The further to the left or the right you move, the more your lens on life distorts.

Thursday, September 03, 2015

Maria

Whenever you hear Bernie Sanders or Hillary Clinton or any of the other Democrat candidates for president fall back on proven class warfare memes—"income inequality," a "fair" minimum wage, higher (still) taxes on the rich,or any of the other "social justice" narratives, it's worth considering just how close their comments are to the late, communist Venezuelan dictator, Hugo Chavez. Chavez demonized the "rich" suggesting that wealth is bad, "“Rich people attack me for saying that, but I claim it [wealth] is bad," he is quoted as saying.

Venezuela is only one of the many postage children for the abject failure of socialist governance model. Chavez was an effective demagogue. He convinced far too many low information Venezuelans and more than a few wealthy true believers to follow him to ruin. Once a country with significant oil wealth and a good economy, Venezuela is now broke, shortages of food and other goods abound, and hyperinflation is rampant. Money, businesses, and people are fleeing the country.

But here's the thing. Chavez, like most leftist demagogues, never felt that wealth was bad for him or the connected elites that supported him. As a case in point, consider Chavez' daughter. According to Diario Las América:
Venezuelan media sources will soon publish materials showing that María Gabriela Chávez has bank accounts in the U.S. and Andorra with assets totaling nearly $4.2 billion.

If the claim is true, Chávez’s daughter would be the richest person in Venezuela, a country with industrialists like telecommunications magnate Gustavo Cisneros (worth $3.6 billion, according to Forbes) and food and beverage mogul Lorenzo Mendoza ($2.7 billion).

Those figures stand in stark contrast to the overall state of the Venezuelan economy, which has been plagued by the collapse of oil prices, spiraling inflation rates caused by untenable fiscal policies and massive shortages of the most basic commodities, such as food, diapers and beauty products.

WHAT YOU NEED TO DO —
**a)** Decide whether each statement agrees with the Venezuela post, and quote the words that settle it: (i) Venezuela once had significant oil wealth and a good economy; (ii) Lorenzo Mendoza is worth $3.6 billion; (iii) María Gabriela Chávez's accounts are in the U.S. and Switzerland.
**b)** Write the next paragraph of the Venezuela post, picking up after its final sentence.

STORED DATA —

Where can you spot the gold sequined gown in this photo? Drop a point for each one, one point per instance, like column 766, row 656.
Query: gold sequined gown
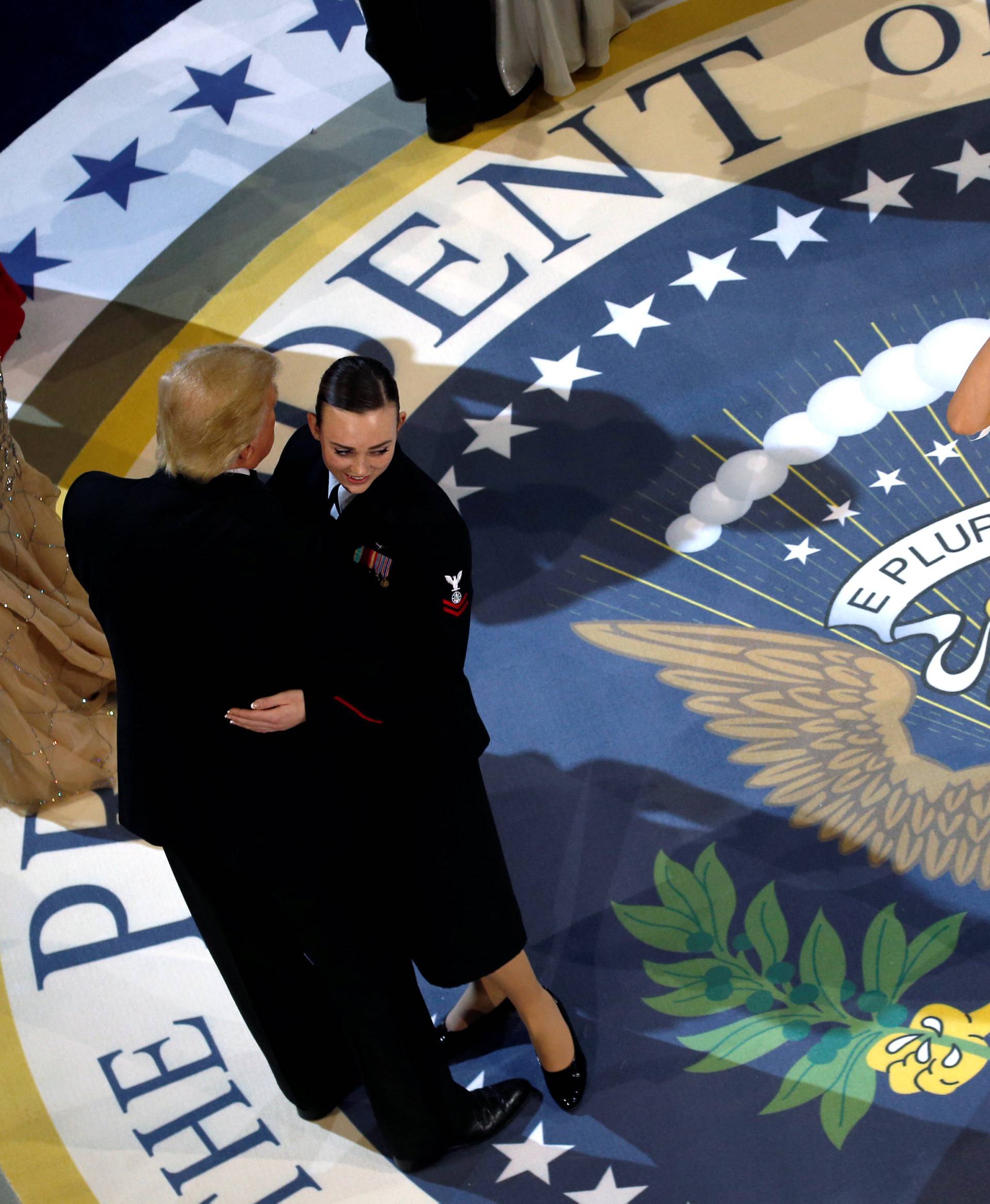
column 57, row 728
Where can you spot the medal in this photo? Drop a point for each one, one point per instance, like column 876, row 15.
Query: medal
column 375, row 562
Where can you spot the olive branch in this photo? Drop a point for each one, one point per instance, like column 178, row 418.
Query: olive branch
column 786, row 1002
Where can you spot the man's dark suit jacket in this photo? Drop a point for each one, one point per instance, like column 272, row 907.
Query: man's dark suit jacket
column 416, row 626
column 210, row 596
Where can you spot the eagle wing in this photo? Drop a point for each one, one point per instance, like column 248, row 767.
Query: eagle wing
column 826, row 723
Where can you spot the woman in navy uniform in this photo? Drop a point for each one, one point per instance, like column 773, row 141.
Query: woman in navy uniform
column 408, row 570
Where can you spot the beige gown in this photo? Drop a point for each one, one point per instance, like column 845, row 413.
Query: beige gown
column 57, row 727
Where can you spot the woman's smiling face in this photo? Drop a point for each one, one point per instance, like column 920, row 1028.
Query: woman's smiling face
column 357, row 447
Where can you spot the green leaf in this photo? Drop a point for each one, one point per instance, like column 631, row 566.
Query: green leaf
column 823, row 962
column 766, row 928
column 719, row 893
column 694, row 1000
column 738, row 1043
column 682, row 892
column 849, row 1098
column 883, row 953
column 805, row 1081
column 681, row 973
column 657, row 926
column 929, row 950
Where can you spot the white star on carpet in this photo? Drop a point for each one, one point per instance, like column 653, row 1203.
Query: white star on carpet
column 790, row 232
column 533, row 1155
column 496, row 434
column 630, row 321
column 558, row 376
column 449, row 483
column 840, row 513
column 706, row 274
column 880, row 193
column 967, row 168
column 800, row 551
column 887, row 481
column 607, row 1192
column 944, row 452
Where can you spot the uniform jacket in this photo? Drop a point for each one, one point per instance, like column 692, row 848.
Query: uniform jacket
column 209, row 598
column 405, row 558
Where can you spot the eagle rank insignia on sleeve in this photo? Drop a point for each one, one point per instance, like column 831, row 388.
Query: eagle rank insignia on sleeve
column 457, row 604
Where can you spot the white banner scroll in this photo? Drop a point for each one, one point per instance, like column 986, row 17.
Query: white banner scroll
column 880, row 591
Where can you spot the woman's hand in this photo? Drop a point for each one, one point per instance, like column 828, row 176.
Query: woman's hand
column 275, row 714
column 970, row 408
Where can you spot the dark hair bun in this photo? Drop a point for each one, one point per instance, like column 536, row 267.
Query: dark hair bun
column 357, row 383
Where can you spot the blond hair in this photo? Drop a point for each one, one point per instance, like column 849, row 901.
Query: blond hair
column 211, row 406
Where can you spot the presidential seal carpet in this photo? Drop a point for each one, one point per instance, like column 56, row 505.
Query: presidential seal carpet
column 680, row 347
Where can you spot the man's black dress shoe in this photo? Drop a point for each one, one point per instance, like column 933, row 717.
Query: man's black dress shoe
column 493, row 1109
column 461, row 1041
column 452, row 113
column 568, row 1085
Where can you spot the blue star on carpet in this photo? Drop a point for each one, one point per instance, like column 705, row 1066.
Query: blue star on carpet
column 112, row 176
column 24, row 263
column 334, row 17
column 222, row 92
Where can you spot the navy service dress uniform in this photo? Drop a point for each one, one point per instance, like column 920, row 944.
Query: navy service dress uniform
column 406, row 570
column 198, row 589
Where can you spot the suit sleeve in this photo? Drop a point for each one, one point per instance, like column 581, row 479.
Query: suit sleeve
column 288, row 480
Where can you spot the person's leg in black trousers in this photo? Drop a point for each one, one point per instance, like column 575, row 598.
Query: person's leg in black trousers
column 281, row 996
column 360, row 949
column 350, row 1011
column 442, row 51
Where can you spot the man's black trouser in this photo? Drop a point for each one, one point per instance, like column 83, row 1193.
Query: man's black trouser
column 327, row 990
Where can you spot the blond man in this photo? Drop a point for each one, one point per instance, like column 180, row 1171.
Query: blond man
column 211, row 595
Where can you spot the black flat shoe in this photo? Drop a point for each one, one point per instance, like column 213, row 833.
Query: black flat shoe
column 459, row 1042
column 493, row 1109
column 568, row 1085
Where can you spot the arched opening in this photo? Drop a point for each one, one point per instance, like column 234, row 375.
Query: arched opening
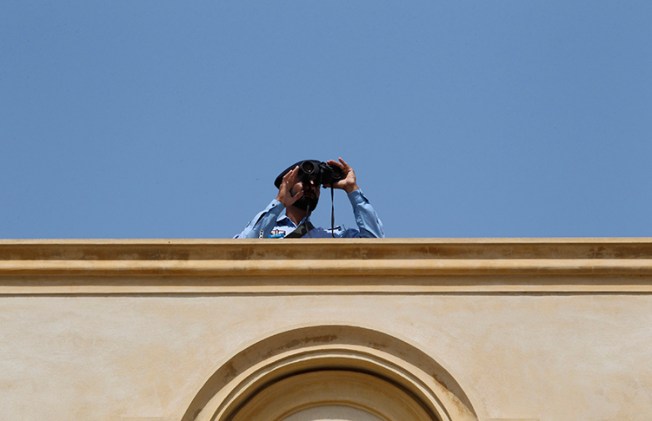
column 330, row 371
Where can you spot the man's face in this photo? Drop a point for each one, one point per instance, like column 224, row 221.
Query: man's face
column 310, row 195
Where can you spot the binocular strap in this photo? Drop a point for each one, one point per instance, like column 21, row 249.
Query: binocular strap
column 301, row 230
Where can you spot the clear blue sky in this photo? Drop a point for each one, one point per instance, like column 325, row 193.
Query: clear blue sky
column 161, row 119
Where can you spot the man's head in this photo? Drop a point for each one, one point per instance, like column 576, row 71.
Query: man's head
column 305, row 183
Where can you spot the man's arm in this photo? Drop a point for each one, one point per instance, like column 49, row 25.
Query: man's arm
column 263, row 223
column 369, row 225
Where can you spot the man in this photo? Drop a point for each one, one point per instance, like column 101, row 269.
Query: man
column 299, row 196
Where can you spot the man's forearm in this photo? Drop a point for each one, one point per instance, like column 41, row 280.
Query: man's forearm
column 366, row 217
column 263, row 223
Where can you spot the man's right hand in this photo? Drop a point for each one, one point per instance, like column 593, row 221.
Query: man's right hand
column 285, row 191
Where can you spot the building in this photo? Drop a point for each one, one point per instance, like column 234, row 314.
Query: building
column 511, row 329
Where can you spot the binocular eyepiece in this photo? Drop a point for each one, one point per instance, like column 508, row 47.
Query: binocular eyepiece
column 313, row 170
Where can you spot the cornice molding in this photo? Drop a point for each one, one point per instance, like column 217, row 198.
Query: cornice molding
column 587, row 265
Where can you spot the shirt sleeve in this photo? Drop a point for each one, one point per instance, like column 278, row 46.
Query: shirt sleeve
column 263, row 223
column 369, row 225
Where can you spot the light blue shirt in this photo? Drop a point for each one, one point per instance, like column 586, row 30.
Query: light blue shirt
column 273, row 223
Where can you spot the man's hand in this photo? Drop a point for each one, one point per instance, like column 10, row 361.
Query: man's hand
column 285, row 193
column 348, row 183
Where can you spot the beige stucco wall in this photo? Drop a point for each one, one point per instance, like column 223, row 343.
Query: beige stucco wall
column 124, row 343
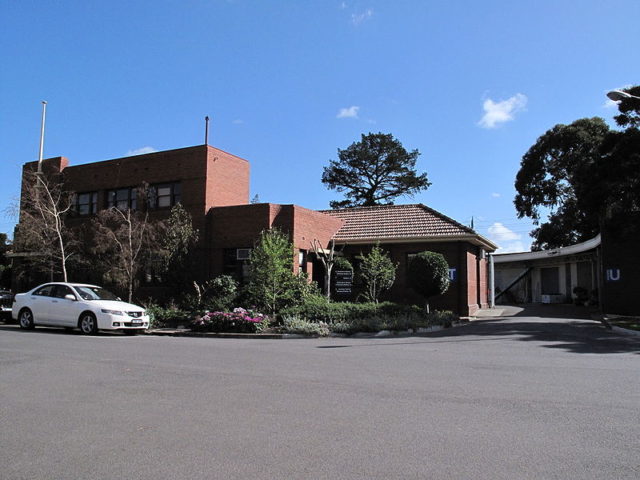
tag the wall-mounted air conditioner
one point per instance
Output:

* * *

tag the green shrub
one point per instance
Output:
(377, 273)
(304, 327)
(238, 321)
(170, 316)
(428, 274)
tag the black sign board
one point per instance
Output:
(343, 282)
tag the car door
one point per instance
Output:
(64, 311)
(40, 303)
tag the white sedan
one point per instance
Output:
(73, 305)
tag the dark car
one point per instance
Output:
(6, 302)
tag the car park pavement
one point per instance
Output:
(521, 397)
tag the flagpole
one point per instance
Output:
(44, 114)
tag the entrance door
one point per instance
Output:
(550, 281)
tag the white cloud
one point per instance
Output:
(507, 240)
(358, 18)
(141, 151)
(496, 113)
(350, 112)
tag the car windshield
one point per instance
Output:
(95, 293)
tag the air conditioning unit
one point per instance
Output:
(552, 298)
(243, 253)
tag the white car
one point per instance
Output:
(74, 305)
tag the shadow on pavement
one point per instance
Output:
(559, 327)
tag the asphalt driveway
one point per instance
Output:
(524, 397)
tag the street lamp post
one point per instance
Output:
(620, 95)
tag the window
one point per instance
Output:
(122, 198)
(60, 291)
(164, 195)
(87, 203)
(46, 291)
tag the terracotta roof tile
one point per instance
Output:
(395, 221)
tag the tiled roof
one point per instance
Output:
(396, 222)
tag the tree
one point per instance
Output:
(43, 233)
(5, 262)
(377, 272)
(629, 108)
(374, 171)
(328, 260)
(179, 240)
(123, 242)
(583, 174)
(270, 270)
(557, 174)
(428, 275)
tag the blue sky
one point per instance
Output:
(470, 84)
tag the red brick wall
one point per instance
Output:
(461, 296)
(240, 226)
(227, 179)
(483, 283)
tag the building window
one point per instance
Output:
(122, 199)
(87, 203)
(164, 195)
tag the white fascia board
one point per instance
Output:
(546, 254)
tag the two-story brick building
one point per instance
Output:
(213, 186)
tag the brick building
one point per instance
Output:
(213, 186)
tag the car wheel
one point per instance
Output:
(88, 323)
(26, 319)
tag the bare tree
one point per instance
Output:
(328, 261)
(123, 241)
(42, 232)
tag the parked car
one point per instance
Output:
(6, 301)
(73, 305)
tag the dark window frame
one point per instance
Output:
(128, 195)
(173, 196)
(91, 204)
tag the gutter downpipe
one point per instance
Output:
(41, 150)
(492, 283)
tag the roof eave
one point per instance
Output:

RESPONSES FOR EACH TASK —
**a)**
(i) Yes: "Once a country with significant oil wealth and a good economy"
(ii) No: "food and beverage mogul Lorenzo Mendoza ($2.7 billion)"
(iii) No: "bank accounts in the U.S. and Andorra"

**b)**
Gotta love it. María Gabriela Chávez kind of flies in the face of Venezuelan income inequality, huh? But for that matter, so do Bill and Hillary Clinton.

It's bad enough that the socialist model is ruinous over the long term—ultimately, redistributionists run out of other people's money. But even worse, the socialist model siphons significant percentages of other people's money and funnels it into the pockets of selected elites. That's how María Gabriela Chávez acquired over 4 billion dollars.

Worse, this is already happening on a small scale in the United States. As big government grows ever bigger, those who understand how to play the game become rich by siphoning off some of the vast sums acquired by taxing less than half of the populace. The poor and the middle class get nothing that will truly help them, but plenty that will increase their dependency on big government.

Richard Fernandez looks at the bigger picture:
For many years, the Third World has functioned as the sump of toxic Western ideas. Ideas too dangerous for any sane person to actually try were boldly exported there. Years ago, a Bavarian friend remarked that the most destructive German export of all time was Karl Marx; far more catastrophic in effect than that perennial rival for ideological malpractice, Adolf Hitler.
There’s something to this. Marx’s disciples like Mao, Stalin, Pol Pot, Castro, and the Kim family have between them killed many more people than perished at the hands of Adolf. Yet after each catastrophe, the intellectuals would go back to the drawing board and try again with the highest hopes, since the inhabitants of Africa, Asia, and South America seemed perpetually ready to be sacrificed on the altar of “scientific” socialism.

One of the characteristics of Leftism is that it always works best for the “masses.” The Vanguard are somehow always exempted from its strictures, as they have important work to do. Individuals who sincerely decry “carbon footprints” see nothing wrong in flying by private jet to denounce the use of fossil fuels. The bigger the private jet, the more credible the environmentalist.

Marxism is full of schemes that are beautiful at a distance, but only at a distance.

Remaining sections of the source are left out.